◆ **What is asked**:
Take the line that contains "point: chain-link fence" as the first line and the final line of the records as the last; return exactly those lines and the lines between.

◆ **Records to process**:
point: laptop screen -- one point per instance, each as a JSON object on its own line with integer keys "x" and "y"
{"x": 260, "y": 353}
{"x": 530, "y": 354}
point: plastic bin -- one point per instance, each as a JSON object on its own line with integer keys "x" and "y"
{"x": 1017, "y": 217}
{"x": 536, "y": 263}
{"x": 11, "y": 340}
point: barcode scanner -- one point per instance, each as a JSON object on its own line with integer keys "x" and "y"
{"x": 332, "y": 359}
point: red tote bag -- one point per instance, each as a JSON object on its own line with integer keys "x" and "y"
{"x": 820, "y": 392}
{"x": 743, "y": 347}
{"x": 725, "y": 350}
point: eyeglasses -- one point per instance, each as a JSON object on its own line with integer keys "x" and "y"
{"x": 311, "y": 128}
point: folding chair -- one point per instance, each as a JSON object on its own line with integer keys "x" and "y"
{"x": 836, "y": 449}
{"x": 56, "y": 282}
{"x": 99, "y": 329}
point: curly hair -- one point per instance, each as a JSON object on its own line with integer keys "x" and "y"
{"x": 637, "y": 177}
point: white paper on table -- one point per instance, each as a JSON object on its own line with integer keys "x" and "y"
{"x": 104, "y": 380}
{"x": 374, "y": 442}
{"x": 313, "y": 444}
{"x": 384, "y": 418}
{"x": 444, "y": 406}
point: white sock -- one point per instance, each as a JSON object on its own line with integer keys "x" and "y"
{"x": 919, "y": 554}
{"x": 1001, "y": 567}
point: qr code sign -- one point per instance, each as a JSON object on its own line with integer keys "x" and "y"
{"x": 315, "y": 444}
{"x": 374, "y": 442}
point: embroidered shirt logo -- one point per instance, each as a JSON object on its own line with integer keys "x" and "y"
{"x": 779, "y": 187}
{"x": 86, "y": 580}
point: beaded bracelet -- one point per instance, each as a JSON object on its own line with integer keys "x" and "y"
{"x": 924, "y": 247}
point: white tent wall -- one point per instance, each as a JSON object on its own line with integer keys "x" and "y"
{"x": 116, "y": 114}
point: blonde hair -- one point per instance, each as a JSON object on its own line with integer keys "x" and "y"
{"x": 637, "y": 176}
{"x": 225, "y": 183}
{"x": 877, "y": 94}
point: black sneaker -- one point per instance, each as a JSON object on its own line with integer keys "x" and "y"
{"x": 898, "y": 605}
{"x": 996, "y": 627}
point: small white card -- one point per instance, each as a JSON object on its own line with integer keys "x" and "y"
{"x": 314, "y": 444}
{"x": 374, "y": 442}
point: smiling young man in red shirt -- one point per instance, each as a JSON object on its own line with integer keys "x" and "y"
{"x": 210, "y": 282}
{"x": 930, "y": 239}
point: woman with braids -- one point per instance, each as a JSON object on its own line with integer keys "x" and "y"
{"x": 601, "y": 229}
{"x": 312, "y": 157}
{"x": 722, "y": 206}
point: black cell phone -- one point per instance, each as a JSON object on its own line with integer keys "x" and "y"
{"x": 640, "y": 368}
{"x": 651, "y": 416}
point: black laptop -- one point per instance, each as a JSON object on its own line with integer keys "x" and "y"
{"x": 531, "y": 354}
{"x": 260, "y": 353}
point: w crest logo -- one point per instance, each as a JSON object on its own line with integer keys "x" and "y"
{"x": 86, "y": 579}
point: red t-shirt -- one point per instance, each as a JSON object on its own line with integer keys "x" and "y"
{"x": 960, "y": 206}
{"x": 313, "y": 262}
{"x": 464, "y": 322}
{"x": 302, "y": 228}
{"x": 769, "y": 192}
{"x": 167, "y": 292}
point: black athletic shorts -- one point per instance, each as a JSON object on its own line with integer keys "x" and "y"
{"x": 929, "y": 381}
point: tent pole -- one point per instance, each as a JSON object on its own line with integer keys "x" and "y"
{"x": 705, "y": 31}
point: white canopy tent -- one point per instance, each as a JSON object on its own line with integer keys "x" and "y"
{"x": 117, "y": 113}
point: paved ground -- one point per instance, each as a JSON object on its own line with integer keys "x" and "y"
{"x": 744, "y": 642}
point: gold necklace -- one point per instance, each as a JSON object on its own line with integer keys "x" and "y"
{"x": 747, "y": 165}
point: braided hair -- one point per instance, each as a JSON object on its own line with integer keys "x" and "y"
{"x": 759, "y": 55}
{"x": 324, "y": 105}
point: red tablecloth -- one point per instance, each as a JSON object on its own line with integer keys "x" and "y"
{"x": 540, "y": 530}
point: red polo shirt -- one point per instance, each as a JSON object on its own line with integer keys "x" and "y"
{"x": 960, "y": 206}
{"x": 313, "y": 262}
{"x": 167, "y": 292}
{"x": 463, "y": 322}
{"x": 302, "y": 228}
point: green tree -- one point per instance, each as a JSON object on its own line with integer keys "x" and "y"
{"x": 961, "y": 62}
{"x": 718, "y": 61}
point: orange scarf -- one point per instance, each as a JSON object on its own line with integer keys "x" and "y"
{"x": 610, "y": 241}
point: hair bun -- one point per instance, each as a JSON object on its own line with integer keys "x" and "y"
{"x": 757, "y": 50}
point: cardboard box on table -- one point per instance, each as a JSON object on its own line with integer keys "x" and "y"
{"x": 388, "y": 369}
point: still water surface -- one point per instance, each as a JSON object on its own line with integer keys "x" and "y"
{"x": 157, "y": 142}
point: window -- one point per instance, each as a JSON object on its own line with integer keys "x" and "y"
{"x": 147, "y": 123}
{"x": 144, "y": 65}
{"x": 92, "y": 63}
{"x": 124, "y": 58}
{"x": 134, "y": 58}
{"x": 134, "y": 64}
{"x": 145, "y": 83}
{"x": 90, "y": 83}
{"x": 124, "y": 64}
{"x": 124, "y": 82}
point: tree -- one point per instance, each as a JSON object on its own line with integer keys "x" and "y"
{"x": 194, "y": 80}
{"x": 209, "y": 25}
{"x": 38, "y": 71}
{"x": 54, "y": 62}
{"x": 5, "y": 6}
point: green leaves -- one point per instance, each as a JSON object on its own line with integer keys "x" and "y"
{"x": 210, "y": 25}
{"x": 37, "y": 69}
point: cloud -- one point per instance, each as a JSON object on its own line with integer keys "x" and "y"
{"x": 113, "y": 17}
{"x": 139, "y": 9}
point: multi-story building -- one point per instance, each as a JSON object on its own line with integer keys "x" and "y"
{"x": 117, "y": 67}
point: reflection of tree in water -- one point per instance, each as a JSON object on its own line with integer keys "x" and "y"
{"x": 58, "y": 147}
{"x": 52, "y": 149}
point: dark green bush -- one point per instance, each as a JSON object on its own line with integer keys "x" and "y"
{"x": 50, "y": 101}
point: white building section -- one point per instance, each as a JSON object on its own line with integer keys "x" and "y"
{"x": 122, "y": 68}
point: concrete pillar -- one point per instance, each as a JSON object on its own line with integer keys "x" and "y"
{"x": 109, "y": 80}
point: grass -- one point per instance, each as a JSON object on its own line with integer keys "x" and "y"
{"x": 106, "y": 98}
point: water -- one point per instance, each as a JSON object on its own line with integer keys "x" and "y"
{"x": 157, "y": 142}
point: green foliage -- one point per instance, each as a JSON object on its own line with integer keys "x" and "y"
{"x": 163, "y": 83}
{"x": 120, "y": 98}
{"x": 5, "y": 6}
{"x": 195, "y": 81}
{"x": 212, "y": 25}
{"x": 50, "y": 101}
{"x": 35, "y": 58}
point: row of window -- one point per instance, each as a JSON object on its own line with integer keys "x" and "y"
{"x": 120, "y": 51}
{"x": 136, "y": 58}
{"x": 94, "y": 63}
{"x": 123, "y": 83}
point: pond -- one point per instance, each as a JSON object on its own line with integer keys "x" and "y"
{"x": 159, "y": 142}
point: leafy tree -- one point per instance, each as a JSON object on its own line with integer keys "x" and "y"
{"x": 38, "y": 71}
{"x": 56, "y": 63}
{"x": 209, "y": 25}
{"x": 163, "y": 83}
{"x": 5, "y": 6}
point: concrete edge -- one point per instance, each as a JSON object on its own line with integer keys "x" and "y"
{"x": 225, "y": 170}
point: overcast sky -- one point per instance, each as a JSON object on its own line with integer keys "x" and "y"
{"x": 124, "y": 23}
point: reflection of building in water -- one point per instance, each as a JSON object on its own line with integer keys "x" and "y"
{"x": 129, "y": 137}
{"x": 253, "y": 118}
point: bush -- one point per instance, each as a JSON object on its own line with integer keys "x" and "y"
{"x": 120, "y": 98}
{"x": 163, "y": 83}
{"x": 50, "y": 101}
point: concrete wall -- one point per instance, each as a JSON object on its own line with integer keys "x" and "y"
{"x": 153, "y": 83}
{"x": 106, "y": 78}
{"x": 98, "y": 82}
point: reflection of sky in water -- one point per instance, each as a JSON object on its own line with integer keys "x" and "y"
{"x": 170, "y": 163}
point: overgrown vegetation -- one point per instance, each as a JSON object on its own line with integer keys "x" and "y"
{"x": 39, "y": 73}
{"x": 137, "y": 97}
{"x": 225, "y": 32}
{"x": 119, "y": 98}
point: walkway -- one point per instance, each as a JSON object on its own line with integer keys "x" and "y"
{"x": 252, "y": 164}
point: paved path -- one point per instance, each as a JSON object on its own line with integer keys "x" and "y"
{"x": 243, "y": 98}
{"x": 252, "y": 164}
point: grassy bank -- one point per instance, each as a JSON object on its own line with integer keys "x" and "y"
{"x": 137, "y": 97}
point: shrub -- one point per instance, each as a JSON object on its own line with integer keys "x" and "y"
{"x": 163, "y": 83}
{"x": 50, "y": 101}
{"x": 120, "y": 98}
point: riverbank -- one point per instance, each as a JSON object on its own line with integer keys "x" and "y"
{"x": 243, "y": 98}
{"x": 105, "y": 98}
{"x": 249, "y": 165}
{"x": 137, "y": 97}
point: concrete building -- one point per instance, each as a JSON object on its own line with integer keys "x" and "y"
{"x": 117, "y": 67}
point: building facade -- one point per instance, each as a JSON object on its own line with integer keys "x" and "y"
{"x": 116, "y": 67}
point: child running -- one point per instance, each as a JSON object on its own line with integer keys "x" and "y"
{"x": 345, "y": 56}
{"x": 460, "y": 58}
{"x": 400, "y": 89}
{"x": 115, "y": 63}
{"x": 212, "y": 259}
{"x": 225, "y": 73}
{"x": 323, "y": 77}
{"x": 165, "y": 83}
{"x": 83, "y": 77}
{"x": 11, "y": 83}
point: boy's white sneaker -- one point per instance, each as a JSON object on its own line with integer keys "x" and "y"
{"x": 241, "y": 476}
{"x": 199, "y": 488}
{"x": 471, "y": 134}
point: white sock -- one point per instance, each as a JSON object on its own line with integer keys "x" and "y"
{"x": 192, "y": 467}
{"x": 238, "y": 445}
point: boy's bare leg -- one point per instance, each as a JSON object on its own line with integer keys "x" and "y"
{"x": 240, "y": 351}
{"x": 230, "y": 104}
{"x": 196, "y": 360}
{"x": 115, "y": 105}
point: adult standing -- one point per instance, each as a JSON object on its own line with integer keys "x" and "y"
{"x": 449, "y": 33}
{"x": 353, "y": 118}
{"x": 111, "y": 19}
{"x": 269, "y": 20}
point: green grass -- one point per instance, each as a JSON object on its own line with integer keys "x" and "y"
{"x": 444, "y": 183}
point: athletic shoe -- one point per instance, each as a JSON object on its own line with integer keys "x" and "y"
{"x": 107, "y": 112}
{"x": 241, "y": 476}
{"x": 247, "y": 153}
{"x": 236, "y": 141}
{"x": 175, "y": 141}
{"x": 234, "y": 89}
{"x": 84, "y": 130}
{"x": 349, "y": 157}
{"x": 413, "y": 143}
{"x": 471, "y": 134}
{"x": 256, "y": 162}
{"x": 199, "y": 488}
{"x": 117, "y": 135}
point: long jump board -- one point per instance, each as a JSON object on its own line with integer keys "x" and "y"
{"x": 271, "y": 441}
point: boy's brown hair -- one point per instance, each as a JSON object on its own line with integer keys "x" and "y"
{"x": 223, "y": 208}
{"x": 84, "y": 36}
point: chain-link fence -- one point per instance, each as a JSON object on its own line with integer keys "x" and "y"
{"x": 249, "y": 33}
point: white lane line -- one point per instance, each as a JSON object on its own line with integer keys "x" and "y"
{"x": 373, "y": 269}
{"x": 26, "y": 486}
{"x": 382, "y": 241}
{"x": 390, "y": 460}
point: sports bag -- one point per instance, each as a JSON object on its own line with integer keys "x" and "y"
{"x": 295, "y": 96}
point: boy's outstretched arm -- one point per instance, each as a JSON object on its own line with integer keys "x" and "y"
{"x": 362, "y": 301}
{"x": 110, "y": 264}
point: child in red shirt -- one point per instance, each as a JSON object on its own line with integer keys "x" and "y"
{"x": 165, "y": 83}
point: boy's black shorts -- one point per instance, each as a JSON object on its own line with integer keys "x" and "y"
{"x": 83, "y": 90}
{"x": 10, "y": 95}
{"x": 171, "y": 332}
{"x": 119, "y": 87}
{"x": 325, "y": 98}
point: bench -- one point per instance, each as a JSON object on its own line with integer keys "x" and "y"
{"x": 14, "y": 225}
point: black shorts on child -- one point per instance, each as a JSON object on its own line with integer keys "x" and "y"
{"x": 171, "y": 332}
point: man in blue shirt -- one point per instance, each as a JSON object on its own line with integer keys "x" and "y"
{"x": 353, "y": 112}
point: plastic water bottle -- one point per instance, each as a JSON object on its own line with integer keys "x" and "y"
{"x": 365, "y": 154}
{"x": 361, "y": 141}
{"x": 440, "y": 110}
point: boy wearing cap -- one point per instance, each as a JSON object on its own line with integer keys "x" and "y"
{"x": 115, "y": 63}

◆ **Reply**:
point: chain-link fence -- one point per instance, each as a JSON object on its own line with integer keys "x" and "y"
{"x": 249, "y": 33}
point: white lane line -- one point per instance, each as a JSON object on its own line with integer keys "x" and "y"
{"x": 373, "y": 269}
{"x": 26, "y": 486}
{"x": 382, "y": 241}
{"x": 390, "y": 460}
point: sports bag -- one point per instance, each as a JSON object on its own line with integer keys "x" and "y"
{"x": 295, "y": 96}
point: boy's outstretched arm -- one point per instance, each as a JSON object on its own line with integer keys "x" and "y"
{"x": 362, "y": 301}
{"x": 110, "y": 264}
point: child in red shirt -- one point per instance, each as a JSON object on its own line with integer keys "x" and "y"
{"x": 165, "y": 83}
point: boy's black shorts -- one point per instance, each as a JSON object on its own line with integer keys "x" and "y"
{"x": 83, "y": 90}
{"x": 10, "y": 95}
{"x": 171, "y": 332}
{"x": 119, "y": 87}
{"x": 325, "y": 98}
point: bench -- one point per instance, each as a JSON object on its own line with integer keys "x" and "y"
{"x": 14, "y": 225}
point: black shorts on child -- one point per instance, each as a JSON object on its own line with integer keys "x" and "y"
{"x": 171, "y": 332}
point: man in blue shirt -- one point per instance, each as a JSON object on its own line with integer keys "x" and "y"
{"x": 353, "y": 112}
point: plastic water bottle -- one point per instance, each as a JSON object on its own line with integer keys "x" and "y"
{"x": 365, "y": 154}
{"x": 361, "y": 141}
{"x": 440, "y": 110}
point: boy wearing cap -- one point per instance, each as a JSON object on its own line with integer keys "x" and "y"
{"x": 115, "y": 63}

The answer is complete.